=== 任务要求 ===
把材料中从包含“the dark trousers.”的那一行到材料末尾（首尾两行都算）排成 Markdown 表格，两列为“序号”和“内容”，跳过空行。图片不要放进表格。

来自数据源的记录
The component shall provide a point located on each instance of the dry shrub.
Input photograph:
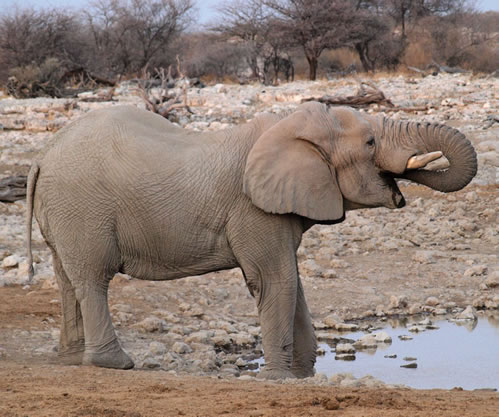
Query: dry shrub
(33, 80)
(417, 55)
(339, 60)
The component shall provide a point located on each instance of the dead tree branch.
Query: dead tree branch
(367, 94)
(164, 101)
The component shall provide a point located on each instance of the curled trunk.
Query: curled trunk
(409, 138)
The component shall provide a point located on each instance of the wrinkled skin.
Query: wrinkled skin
(124, 190)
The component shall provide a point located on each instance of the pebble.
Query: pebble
(181, 348)
(344, 348)
(475, 271)
(10, 261)
(432, 301)
(152, 325)
(410, 366)
(492, 281)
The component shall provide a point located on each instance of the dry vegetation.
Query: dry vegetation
(44, 51)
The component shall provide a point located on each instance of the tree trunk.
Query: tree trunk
(313, 63)
(361, 49)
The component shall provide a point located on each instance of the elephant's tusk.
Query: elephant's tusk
(438, 164)
(432, 161)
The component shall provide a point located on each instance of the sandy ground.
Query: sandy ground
(43, 390)
(436, 256)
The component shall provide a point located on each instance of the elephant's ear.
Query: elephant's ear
(288, 170)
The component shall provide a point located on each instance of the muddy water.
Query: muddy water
(454, 355)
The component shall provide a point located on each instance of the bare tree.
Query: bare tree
(247, 21)
(29, 37)
(130, 35)
(314, 25)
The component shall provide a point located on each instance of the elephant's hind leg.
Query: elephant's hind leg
(72, 338)
(102, 347)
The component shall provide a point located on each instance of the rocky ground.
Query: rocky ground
(437, 256)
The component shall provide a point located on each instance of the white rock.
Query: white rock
(467, 314)
(243, 339)
(344, 348)
(152, 324)
(476, 271)
(432, 301)
(492, 280)
(10, 261)
(202, 336)
(383, 337)
(157, 348)
(398, 301)
(181, 348)
(423, 257)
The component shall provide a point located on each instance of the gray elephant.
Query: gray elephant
(124, 190)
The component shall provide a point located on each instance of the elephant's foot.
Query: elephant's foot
(112, 357)
(302, 372)
(73, 354)
(275, 374)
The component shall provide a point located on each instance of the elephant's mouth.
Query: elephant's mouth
(432, 161)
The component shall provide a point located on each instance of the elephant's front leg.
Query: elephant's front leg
(276, 308)
(305, 343)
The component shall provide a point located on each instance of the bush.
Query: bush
(33, 80)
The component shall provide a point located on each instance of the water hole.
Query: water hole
(452, 354)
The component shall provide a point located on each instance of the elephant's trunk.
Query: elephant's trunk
(407, 139)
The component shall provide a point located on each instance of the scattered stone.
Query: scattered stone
(398, 301)
(346, 327)
(151, 363)
(344, 348)
(345, 357)
(181, 348)
(432, 301)
(157, 348)
(331, 404)
(152, 325)
(410, 366)
(492, 280)
(475, 271)
(467, 314)
(10, 261)
(416, 329)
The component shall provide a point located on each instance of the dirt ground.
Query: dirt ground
(436, 256)
(38, 389)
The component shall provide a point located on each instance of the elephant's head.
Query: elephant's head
(318, 163)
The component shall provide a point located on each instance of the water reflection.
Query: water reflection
(459, 353)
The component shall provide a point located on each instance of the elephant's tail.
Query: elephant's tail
(30, 193)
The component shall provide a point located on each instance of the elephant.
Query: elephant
(124, 190)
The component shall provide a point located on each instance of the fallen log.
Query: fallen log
(13, 188)
(367, 94)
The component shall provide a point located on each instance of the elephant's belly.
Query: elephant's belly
(166, 269)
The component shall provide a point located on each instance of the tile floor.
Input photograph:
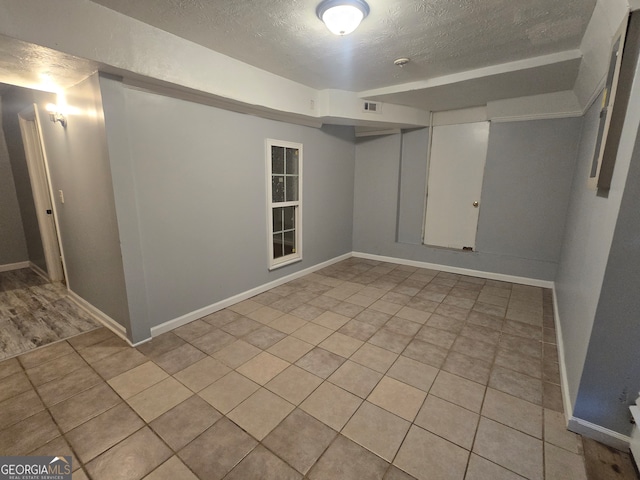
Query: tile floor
(363, 370)
(34, 312)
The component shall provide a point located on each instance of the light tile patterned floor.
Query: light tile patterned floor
(364, 370)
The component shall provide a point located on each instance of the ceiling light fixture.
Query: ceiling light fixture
(342, 16)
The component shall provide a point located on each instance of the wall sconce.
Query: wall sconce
(342, 16)
(55, 115)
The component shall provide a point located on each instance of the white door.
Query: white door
(456, 168)
(41, 193)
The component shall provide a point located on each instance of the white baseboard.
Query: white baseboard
(14, 266)
(564, 380)
(462, 271)
(209, 309)
(99, 315)
(39, 271)
(600, 434)
(575, 424)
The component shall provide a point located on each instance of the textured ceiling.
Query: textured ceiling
(32, 66)
(441, 37)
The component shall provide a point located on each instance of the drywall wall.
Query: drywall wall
(610, 380)
(13, 246)
(586, 244)
(13, 102)
(526, 183)
(588, 281)
(79, 166)
(596, 46)
(413, 181)
(199, 191)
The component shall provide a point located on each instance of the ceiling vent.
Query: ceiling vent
(372, 107)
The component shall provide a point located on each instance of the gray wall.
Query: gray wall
(525, 195)
(597, 282)
(13, 246)
(13, 102)
(198, 189)
(588, 235)
(526, 189)
(611, 375)
(79, 165)
(413, 180)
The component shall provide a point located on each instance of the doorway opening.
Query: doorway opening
(42, 195)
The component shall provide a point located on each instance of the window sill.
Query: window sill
(285, 262)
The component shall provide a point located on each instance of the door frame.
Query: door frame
(41, 187)
(478, 147)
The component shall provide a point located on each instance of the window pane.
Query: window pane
(277, 219)
(278, 244)
(289, 246)
(277, 160)
(289, 218)
(292, 188)
(277, 189)
(292, 161)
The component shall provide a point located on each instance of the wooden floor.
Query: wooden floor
(34, 313)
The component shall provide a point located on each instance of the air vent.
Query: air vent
(372, 107)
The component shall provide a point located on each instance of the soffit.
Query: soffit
(442, 37)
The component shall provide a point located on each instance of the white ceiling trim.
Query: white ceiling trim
(478, 73)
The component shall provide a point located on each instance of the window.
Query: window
(284, 200)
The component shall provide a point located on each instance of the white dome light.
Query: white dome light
(342, 16)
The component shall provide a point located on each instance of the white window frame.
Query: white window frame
(297, 256)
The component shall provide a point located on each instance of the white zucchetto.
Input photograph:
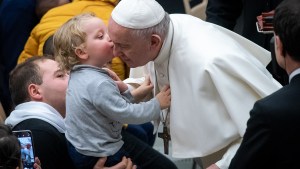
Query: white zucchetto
(138, 14)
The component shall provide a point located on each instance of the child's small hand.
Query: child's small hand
(112, 74)
(143, 90)
(37, 163)
(164, 97)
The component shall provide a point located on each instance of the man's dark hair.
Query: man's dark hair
(287, 27)
(22, 76)
(10, 149)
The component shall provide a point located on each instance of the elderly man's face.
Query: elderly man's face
(133, 51)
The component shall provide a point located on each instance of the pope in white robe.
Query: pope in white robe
(215, 77)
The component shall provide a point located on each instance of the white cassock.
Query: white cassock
(215, 77)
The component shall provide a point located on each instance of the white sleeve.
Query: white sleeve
(227, 157)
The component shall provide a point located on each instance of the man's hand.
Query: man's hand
(126, 163)
(164, 97)
(143, 90)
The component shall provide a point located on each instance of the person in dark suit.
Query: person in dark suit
(272, 136)
(226, 14)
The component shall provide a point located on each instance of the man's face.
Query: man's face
(132, 50)
(54, 86)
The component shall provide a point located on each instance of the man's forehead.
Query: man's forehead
(48, 66)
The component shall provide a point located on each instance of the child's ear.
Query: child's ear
(34, 92)
(81, 53)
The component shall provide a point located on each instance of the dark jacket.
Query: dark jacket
(273, 132)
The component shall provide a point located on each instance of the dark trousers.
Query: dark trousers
(141, 154)
(143, 131)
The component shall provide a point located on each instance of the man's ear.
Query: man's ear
(34, 92)
(81, 53)
(155, 41)
(278, 46)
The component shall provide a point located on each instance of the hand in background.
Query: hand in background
(126, 163)
(164, 97)
(213, 166)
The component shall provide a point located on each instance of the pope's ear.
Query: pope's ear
(34, 92)
(155, 41)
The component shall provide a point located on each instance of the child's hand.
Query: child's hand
(164, 97)
(143, 90)
(121, 85)
(112, 74)
(37, 163)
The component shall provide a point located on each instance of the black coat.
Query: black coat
(272, 138)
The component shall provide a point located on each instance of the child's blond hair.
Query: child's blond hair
(69, 37)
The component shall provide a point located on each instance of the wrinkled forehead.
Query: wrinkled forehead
(118, 33)
(47, 66)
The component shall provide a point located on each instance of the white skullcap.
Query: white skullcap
(138, 14)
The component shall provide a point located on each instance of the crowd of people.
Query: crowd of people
(207, 85)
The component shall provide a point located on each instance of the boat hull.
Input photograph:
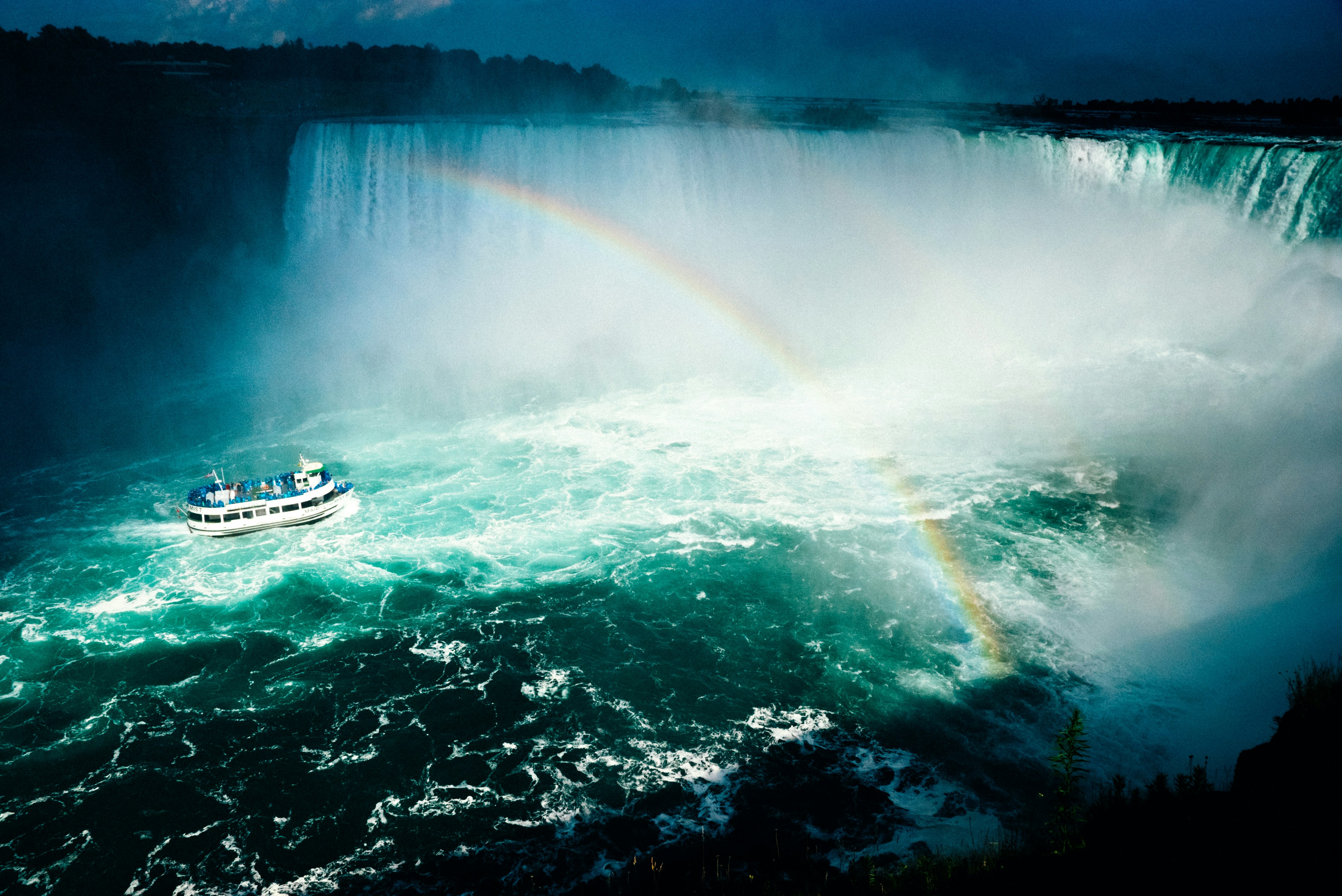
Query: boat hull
(300, 517)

=== 任务输出 ===
| 序号 | 内容 |
|---|---|
| 1 | The component shall provide a point located on each instance of the dark trousers. |
| 2 | Query: dark trousers |
| 3 | (141, 154) |
| 4 | (143, 131) |
| 5 | The component shall provide a point located on each instance of the man's ear. |
| 6 | Query: man's ear |
| 7 | (34, 92) |
| 8 | (81, 53) |
| 9 | (155, 41) |
| 10 | (278, 46) |
| 11 | The component shall provide a point located on each instance of the hand in background. |
| 12 | Query: hand in background |
| 13 | (126, 163) |
| 14 | (164, 97) |
| 15 | (213, 166) |
| 16 | The component shall provide a point located on each instance of the pope's ear. |
| 17 | Query: pope's ear |
| 18 | (34, 92) |
| 19 | (155, 41) |
| 20 | The component shall provide a point located on each instance of the child's hand. |
| 21 | Query: child's hand |
| 22 | (164, 97) |
| 23 | (143, 90) |
| 24 | (121, 85) |
| 25 | (112, 74) |
| 26 | (37, 163) |
| 27 | The component shall provide a point located on each instance of the black coat. |
| 28 | Query: black coat |
| 29 | (272, 138) |
| 30 | The component shall provide a point located on each instance of the child's blond hair. |
| 31 | Query: child's blond hair |
| 32 | (69, 37) |
| 33 | The component shall provide a point located on each instance of the wrinkled forehead. |
| 34 | Query: wrinkled forehead |
| 35 | (118, 33) |
| 36 | (47, 66) |
| 37 | The component shall provide a point located on each instance of the white skullcap. |
| 38 | Query: white skullcap |
| 39 | (138, 14) |
| 40 | The component shall provide a point located on each instance of the crowd of people. |
| 41 | Query: crowd of people |
| 42 | (207, 85) |
| 43 | The component shall provide a point located on each instance of the boat hull. |
| 44 | Input photograph: |
| 45 | Query: boat hull |
| 46 | (300, 517) |